• Written task 1: In the article on the Cardinals' draft picks, how many games did Maness win in his career at East Carolina?
• Written task 2: Reproduce the passage of the article on the Cardinals' draft picks between "Round 11, 350" and "don't often see.", inclusive.
• Written task 3: Carry on the article on the Cardinals' draft picks from the point where it stops.

We're starting to get into territory where the names are hard to find and the scouting info thin on the ground, ladies and gentlemen. Of the 10 players the Cardinals drafted between the 11th and 20th rounds, there were only four whose names I had heard before the draft. Which, I'm somewhat sorry to say, is why I won't be giving full scouting reports on all these guys. The ones I actually know something about, or can dig up some decent information on, I'll give you what I can. The others, we'll just have to wait until they accumulate some minor-league time to figure out what they're all about.
In the first ten rounds, the Cardinals went heavy on athleticism and speed, taking four outfielders who fit a fairly similar profile. It certainly fits an organizational need, as the Cards' farm system has long been heavy on track records and light on track stars, a situation the scouting department seemed eager to rectify. That emphasis on athleticism is certainly interesting, both in finding a lens to view the current class of draftees and looking for a crystal ball to check out the future.
Round 11, 350 Overall -- Michael (Seth) Maness, RHP, East Carolina
Score one for the Cardinals' draft philosophy of old, the one that resulted in right-handed pitchers with solid college track records selected by the boatload. Maness, a college senior, won 38 games in his career at East Carolina, a number you don't often see.

• Stored entries:

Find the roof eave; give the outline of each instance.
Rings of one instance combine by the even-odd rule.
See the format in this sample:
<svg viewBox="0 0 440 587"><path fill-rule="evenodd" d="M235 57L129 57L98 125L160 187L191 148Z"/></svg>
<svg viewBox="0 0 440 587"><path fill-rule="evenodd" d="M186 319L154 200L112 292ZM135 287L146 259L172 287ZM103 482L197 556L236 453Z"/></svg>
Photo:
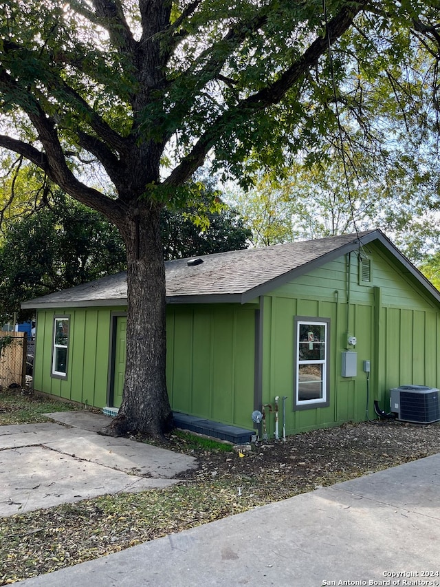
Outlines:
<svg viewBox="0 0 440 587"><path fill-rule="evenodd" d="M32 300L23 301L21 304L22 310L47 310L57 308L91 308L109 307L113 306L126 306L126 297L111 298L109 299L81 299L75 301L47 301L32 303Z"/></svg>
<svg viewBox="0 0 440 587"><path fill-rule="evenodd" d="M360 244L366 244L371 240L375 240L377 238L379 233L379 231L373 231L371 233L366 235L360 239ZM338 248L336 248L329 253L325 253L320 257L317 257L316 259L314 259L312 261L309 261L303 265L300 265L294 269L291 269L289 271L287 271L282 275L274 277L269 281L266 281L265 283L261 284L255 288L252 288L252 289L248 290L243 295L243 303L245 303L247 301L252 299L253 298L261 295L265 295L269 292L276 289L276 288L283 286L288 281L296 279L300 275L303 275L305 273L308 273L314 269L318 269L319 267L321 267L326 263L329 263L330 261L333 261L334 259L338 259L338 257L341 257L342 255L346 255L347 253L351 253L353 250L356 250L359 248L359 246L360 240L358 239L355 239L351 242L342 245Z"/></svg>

--

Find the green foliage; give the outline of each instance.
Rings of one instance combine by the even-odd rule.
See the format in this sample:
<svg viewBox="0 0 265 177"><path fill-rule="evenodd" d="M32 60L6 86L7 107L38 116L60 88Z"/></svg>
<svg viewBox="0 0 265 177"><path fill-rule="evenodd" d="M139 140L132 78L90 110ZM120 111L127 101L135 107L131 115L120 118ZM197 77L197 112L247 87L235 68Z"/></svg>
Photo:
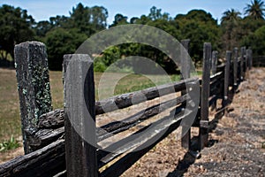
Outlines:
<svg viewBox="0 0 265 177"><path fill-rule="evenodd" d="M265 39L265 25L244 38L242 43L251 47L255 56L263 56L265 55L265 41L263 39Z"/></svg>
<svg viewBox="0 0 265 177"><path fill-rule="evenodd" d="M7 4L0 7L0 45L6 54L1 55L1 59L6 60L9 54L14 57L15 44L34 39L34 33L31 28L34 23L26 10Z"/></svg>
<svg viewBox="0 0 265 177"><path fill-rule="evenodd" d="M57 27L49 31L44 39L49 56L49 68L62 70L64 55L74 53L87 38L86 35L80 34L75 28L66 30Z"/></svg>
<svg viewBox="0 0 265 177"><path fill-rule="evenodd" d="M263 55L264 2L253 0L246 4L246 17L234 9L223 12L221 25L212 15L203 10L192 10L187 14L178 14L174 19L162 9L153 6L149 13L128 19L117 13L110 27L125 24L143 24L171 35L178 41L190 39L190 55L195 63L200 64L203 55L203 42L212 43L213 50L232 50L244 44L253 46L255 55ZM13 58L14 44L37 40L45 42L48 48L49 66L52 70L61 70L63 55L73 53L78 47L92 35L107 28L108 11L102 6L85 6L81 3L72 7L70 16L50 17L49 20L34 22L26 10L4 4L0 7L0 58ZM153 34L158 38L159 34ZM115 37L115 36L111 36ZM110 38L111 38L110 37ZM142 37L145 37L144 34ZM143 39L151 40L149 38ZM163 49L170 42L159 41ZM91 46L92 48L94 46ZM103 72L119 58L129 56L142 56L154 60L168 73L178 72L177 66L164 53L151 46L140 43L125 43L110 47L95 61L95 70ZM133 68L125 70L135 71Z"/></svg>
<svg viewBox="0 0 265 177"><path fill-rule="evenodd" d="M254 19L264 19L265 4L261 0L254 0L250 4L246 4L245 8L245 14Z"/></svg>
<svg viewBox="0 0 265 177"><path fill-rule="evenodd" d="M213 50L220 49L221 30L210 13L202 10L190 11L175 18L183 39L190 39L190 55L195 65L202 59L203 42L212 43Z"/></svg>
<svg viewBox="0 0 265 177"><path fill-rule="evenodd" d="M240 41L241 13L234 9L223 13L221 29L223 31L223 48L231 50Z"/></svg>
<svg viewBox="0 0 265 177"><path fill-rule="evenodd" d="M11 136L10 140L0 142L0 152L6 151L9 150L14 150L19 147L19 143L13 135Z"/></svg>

• Expected output 1: He won 38 games.

• Expected output 2:
Round 11, 350 Overall -- Michael (Seth) Maness, RHP, East Carolina
Score one for the Cardinals' draft philosophy of old, the one that resulted in right-handed pitchers with solid college track records selected by the boatload. Maness, a college senior, won 38 games in his career at East Carolina, a number you don't often see.

• Expected output 3:
What's more interesting about Maness is he experienced a huge jump in his overall performance from his junior to senior seasons. In his 2010 junior campaign, he posted a 4.17 ERA; in 2011, his ERA was just 1.71. The difference can be accounted almost entirely for by a dramatic reduction in his home run rate; Maness gave up 12 longballs in 101 innings in 2010 against just 3 in 105 innings this year. It could be simple luck, of course, but such a large discrepancy could also be due to a change in approach or repertoire. (For instance, the addition of a sinker or some such thing.) Batted ball data is tough to come by for college players, so I'll just leave that as idle speculation for now.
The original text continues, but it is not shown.